SET EXERCISE: Can you format the part of the data below that opens with the line containing "scan for tree trunk" and closes with the line containing "653,549 -> 691,728", both lines included, as a numbered list with blank lines dropped and the pictures left out?

INPUT FOR THIS TASK:
━━━━
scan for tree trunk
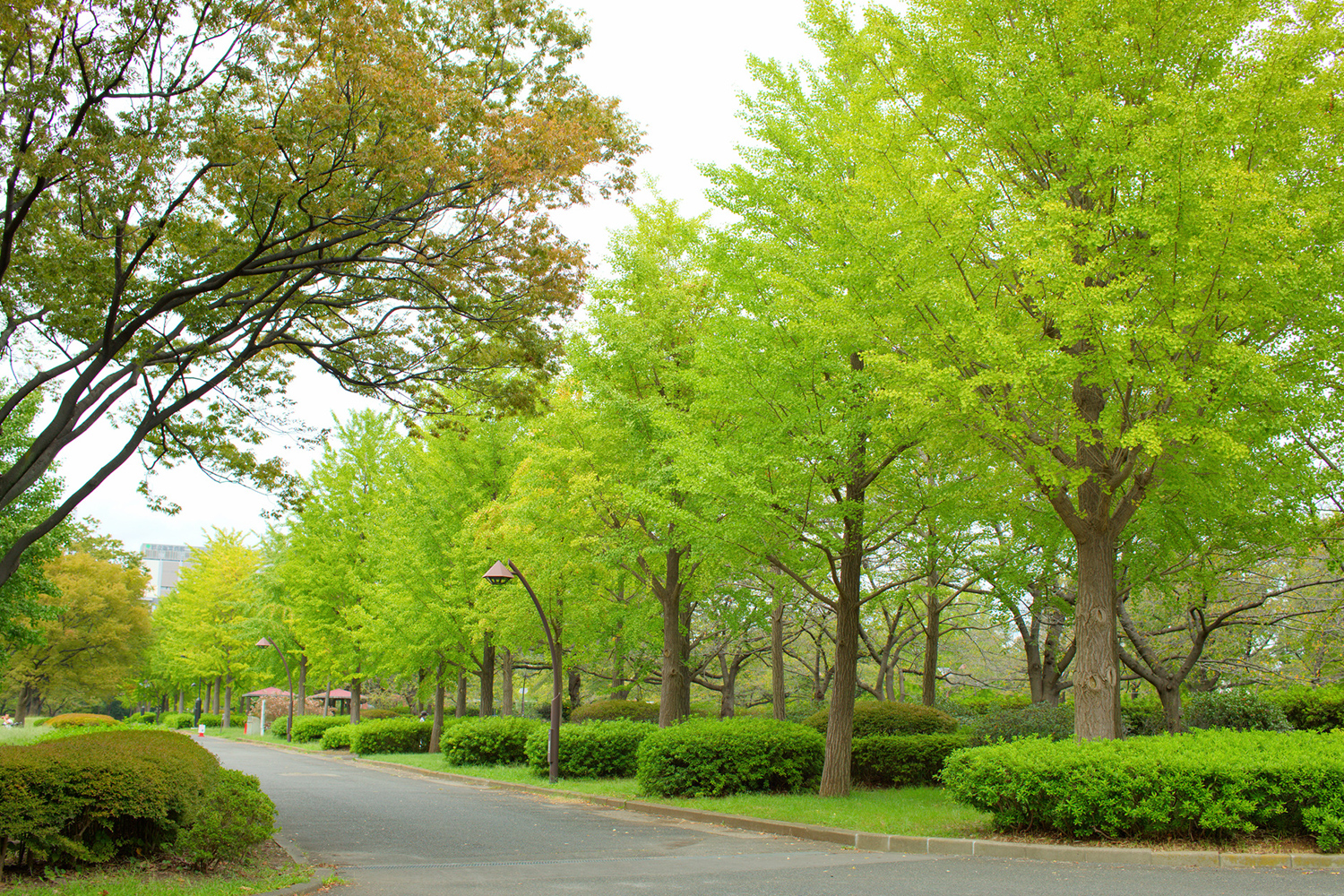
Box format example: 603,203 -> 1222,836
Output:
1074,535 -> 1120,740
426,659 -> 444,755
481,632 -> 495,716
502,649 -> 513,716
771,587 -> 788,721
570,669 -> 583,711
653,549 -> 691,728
━━━━
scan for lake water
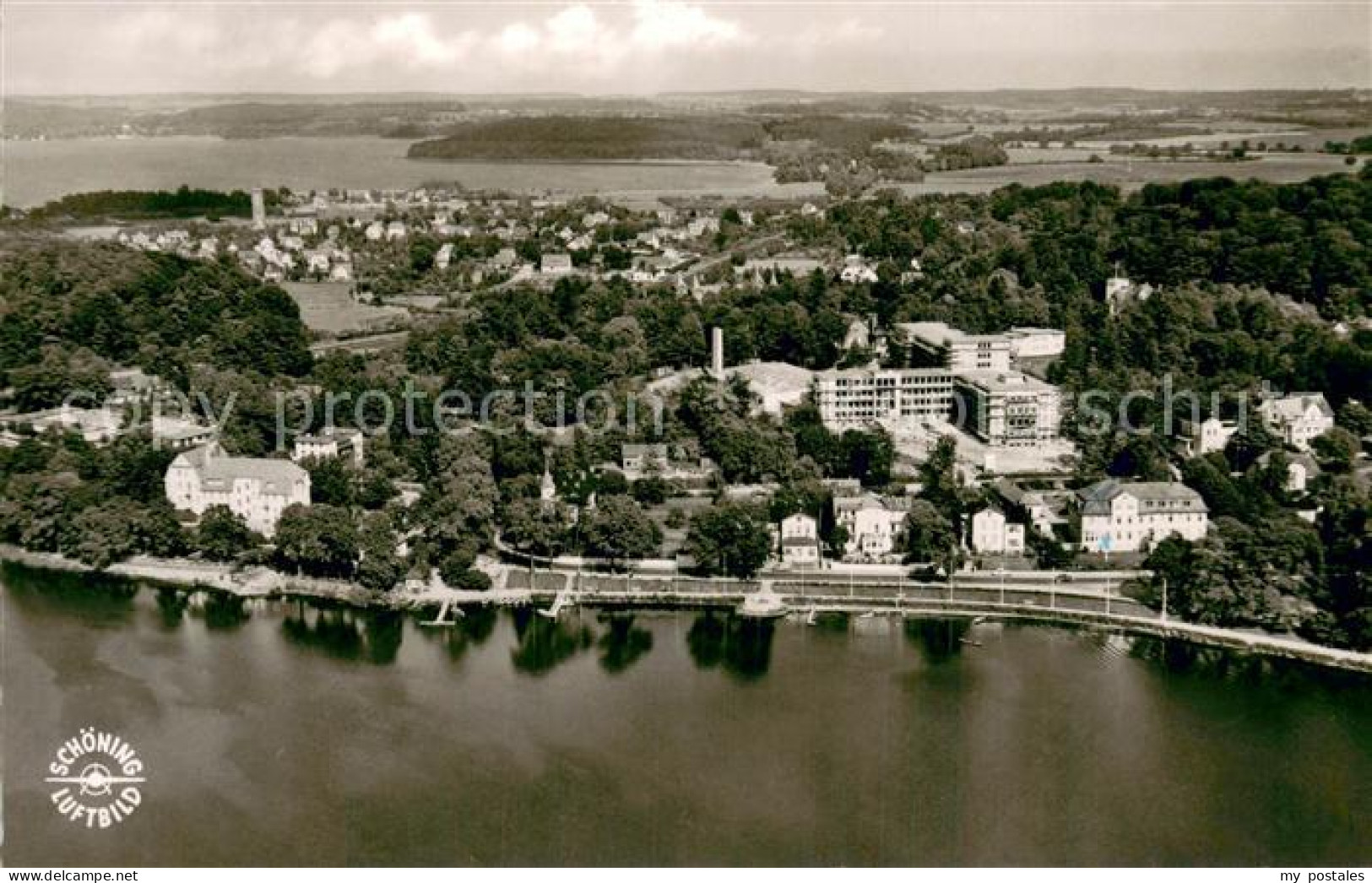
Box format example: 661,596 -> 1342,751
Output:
━━━━
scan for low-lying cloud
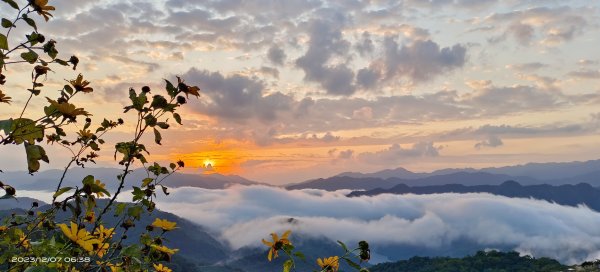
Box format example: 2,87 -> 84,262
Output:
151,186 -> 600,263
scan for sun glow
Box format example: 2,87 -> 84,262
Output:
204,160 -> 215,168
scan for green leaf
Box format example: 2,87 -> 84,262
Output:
━━━━
COMPLETE OUTPUT:
1. scan for tree trunk
2. Box format example: 603,203 -> 1222,836
3. Output:
4. 1074,535 -> 1120,740
5. 426,659 -> 444,755
6. 481,632 -> 495,716
7. 502,649 -> 513,716
8. 771,587 -> 788,721
9. 570,669 -> 583,711
10. 653,549 -> 691,728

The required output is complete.